Extract
--- Start ---
They need to Google the 30 by 30 agenda. They need to Google the America, the Beautiful Act. Because these 24 monuments that I'm telling people about, they total more than 100 million acres of public land that we're going to lose access to, us today, future generations, and for all time. What happens when these monument designations come to fruition via the Antiquities Act of 1906, the president, with his pen, signs it and it's done. That proclamation, which is an abuse of power, and it shouldn't give that much power to a sitting president, in my humble opinion. But that monument designation is permanent. It's there and it's done. That starts a NEPA investigation, and that generates a new travel management plan from the managing agency, whichever that is, whether it be the BLM or the National Park Service or whomever. If you look at the history of monument designations over time, and it's been done by 18 sitting presidents, 161 times to create monuments, They start out with restrictions and limitations. Over the course of time, as more and more and more people come there, and as they're designed to do, they increase more and more and more limits and restrictions.

 


[00:45:13.590] - Sean Pond

The goal there is common. It's to reach a wilderness destination. They want it to be a wilderness area. They want to stop people from going there. They want to stop human activity on public lands. When people realize this and they get involved, and if I could just get them to take 10 minutes out of their day and research it and take the shutters off their eyes and see what's really happening out here in the West, they need to get involved. They need to make their voices heard. They need to understand. I guess I would ask people to look at the Western half of the United States. If I was to ask me how much public land is there east of Denver? Not much, right? If any. How much public land is there, say, south of New Mexico. Texas doesn't have any public land, right? Keep in mind, if you go back a few hundred years, this was all public land. It was encouraged by the federal government to be settled. It's been settled to a point where the only public land that exists is here in the Western states, and it's under attack. They don't want it to be public.

 


[00:46:25.290] - Sean Pond

They want to limit or stop all human use of public lands. And unless all of us get involved and stand up and be aware of what's happening, they're going to do it, in my opinion.

 


[00:46:43.840] - Big Rich Klein

So let's talk about the difference between a monument and a national park.

 


[00:46:52.810] - Sean Pond

So the difference would be the managing agency. So in this case, the proponents are staying, and we don't know for sure because there's no plan in the proposal, that it would be managed by the Bureau of Land Management. I guess you could use the Bear's Ears National Monument in Utah that's been a controversy since 2008. As an example, So that one is managed by the BLM, and you can look at, you can Google a quick Google search to spend all over the news of how that's taking place versus, say, a National Park managed area like Rocky Mountain National Park. So they all have different restrictions in the way they're used. I guess an example of that would be, and I'll throw in their National Conservation areas to NCA's. They're all managed differently. So let's say, I'll use an NCA as an an apple real quick instead of the National Park. A National Conservation area, in my opinion, and I guess I'll say in our opinion, our group, is probably a proper channel for an environmental group that really and truly cares about conservation preservation and protection. I'll say that because an NCA takes into account public input, it takes into account stakeholder input, and it takes into all of this gathering of information.
--- End ---
Complete the following
(1) Write out everything in the transcript on public lands from "[00:46:25.290] - Sean" down to "in my opinion.".
(2) Carry the transcript on public lands forward, beginning right after its last sentence.

Available data
--- Start ---
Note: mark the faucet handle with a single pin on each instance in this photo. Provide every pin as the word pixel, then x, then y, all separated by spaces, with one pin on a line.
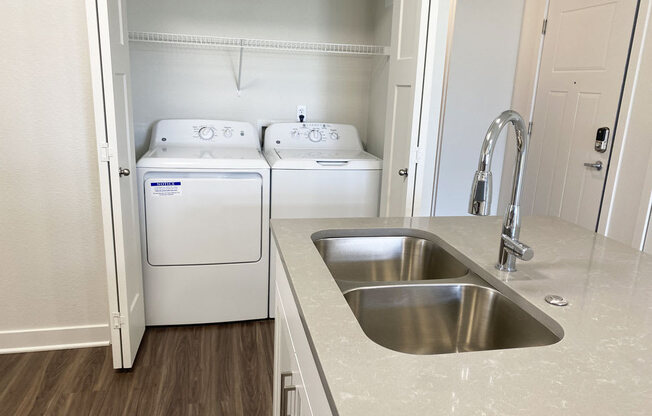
--- End ---
Answers to the exercises
(1)
[00:46:25.290] - Sean Pond

They want to limit or stop all human use of public lands. And unless all of us get involved and stand up and be aware of what's happening, they're going to do it, in my opinion.

(2)
 


[00:48:16.580] - Sean Pond

What I mean by stakeholder input, let's say you're a rancher in the boundary of a proposed national conservation area. Because it's an NCA or a national conservation area, as a stakeholder, as a ranch owner, landowner, you you get to write in your concerns into the plan. So you can say, Hey, this is what's important to me, to my ranching livelihood. This is what we can put into this proposal to where it doesn't hurt me, doesn't damage me. And all of those writings and agreements from all these different stakeholders, it could be from a mining company, it could be from a local Jeep club trying to make sure their Jeep trail stays open, or a local rock crawling group that had a canyon they like to wheel. All of these things get put into a national conservation area That plan is then carried into the floor of Congress by whoever represents it. In our case here in Colorado, for one of our NCD, it was Congresswoman Lauren Boebert. Then that bill now has Congressional oversight. That bill can be passed and bam, you have a National Conservation Area with all of the forementioned individuals' input put in.

 


[00:49:24.770] - Sean Pond

That's something that I think we think you could get better bipartisan support of because people get to have their peace. They get to say it. They get to protect the things individually or from a business or from a group standpoint. The difference between that and a national monument, again, presidential proclamations, Abusing the Antiquities Act of 1906, you just get someone like a Democratic senator who carries it to President Joe Biden, and he signs it. He could sign it tomorrow. In all honesty, to take all the BS out of it. If President Joe Biden wanted to sign a proclamation tomorrow declaring all public lands in the United States as national monuments, he could. That is not above the power of the President using the Antiquities Act of 1906.

 


[00:50:19.350] - Big Rich Klein

But that's way overreach because the Antiquities Act says it's to be limited to the Antiquities in the area.

 


[00:50:32.120] - Sean Pond

The smallest amount of land possible should be secured to protect the Antiquity. It's a roundabout way of the definition. Correct. No, you're right. So there are currently litigation, one from a rancher in Arizona and more than the Blue Ribbon Coalition in Utah, that are exactly that. They are a lawsuit against the Biden administration, accusing an overreach and an abuse of power using the Antiquities Act of 1906. They're great litigation pieces. They're true, they're accurate, they're factual. We just need the Supreme Court of the United States of America to call that up, to look at it, and to rule on it. What that litigation states, and I've got copies of it, is they're asking the Supreme Court to either, one, do away with the Antiquities Act of 1906 and make all monument proclamations go through Congress, or they're asking them to redefine the Antiquities Act with verbiage that makes them adhere to the original definition as President Theodore Roosevelt created it for, being the minimal amount of use to be taken. The point of that is it wasn't there to take public land away from all Americans. It was there to protect things that needed protected.

 


[00:51:59.410] - Sean Pond

It had a It had a purpose. I personally think that if President Roosevelt knew how it was being abused today, he'd probably roll over in his grave.

 


[00:52:08.150] - Big Rich Klein

Absolutely. It's like the Devil's Tower up there. That's a national monument in South Dakota. If that was not the case and had not been protected, more than likely somebody would have built a resort around it, on it, whatever, and made it a piece of private property, a pay to go see, not to preserve.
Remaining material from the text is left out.